SUO: Re: Knowing that something is a class
Hi Ian,
I'm still thinking about this.
It brings to mind the situation in Smalltalk.
I think there was a little magic performed with respect to the top of
the object class hierarchy and with respect to classes as objects--
In "Smalltalk-80 The Language" by Goldberg and Robson
there's chapter on Metaclasses.
"Since all Smalltalk-80 system components are represented by objects and
all objects are instances of a class,
the classes themselves must be representd by instances of a class.
A class whose instances are themselves classes is called a metaclass.
...
.....
In earlier versions of the Smalltalk system,
there was only one metaclass, named Class.....
<snip discussion and figure>...
...
This approach had the difficulty that ....
...
THe Smalltalk-80 system removes the restriction that all classes have
the
same message protcol by making each class an instance of its own
metaclass.
...
Metaclasses are similar to other classes because they contain
the methods used by their instances.
Metaclasses are diffrent form other classes because
they are not themselves instances of metaclasses.
Instead, they are all instances of a class called Metaclass.
Also, metaclasses do not have class names. ......."

(GIVEN ENTRIES):
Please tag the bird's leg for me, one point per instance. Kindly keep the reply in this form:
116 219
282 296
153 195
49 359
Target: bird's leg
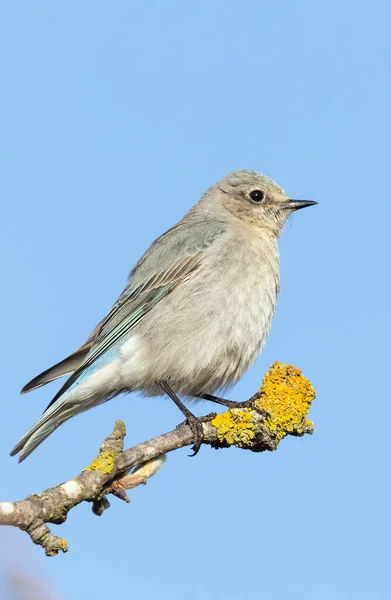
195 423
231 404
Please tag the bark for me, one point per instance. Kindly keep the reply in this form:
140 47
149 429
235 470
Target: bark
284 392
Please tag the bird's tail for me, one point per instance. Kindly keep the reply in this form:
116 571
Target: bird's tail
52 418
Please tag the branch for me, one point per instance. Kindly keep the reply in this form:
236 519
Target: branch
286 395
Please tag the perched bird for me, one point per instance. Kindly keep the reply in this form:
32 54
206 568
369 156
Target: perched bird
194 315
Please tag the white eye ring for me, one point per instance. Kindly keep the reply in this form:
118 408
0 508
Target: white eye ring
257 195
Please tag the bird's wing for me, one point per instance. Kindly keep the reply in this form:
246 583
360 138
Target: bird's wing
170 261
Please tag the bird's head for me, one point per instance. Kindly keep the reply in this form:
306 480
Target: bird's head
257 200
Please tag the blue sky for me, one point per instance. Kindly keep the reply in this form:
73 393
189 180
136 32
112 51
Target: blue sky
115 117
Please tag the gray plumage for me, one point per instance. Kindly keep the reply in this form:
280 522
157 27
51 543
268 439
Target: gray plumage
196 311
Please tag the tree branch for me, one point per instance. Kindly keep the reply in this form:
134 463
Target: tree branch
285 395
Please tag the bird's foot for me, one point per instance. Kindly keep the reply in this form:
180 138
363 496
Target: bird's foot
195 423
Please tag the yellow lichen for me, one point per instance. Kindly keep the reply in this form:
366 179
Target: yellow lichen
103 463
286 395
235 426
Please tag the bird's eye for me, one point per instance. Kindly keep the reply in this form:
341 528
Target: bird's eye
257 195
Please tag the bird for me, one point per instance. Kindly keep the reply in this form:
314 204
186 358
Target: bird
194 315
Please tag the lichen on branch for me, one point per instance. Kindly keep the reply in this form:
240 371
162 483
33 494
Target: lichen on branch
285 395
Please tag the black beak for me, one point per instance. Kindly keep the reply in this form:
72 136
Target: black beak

(TASKS AND EXERCISES):
• a. Reproduce the records verbatim, from the line containing "Please tag the lichen" through the end of the records, with both ends included.
• b. Write the next part of the forum post on Smalltalk metaclasses, beginning after its final sentence.

(ANSWERS PROVIDED):
• a.
Please tag the lichen on branch for me, one point per instance. Kindly keep the reply in this form:
240 371
162 483
33 494
Target: lichen on branch
285 395
Please tag the black beak for me, one point per instance. Kindly keep the reply in this form:
72 136
Target: black beak

• b.
-Fred
Ian Niles wrote:
>
> Hi Fred,
>
> I think the general import of your message is that it's very
> difficult to find a place for the concept of 'Class' in an upper-level
> ontology. It's most natural to make it a subclass and/or instance of
> 'Abstract', as I did in the merged ontology. However, this is problematic,
> since every concept in the ontology is a class and, hence, both an instance
> and a subclass of 'Class'. Any suggestions you might have about how to
> resolve this problem would be very welcome. See more detailed comments
> below.
>
> Thanks,
> Ian
>
> > -----Original Message-----
> > From: Frederick N. Chase [mailto:fnc@mitre.org]
> > Sent: Wednesday, February 28, 2001 8:23 AM
> > To: Ian Niles
> > Subject: Knowing that something is a class
> >
> >
> > Dear Ian,
> >
> >
> > In the merged ontology,
> > I can infer that Abstract is a class, from:
> >
> > ;; Abstract is a class (is an instance of Class).
> >
> > (instance-of Abstract Class)
>
> You're right that this is in the merged ontology, but I wonder if we should
> replace it with a general rule, since every concept in the ontology is a
> class and, hence, an instance of 'Class'.
>
> >
> >
> >
> > But I don't think I can infer that, e.g.,
> > Physical is a class (is an instance of Class).
> >
>
> Right, parity is lacking here, so maybe we need a general rule that would
> allow us to infer that all nodes of the ontology are instances of 'Class'.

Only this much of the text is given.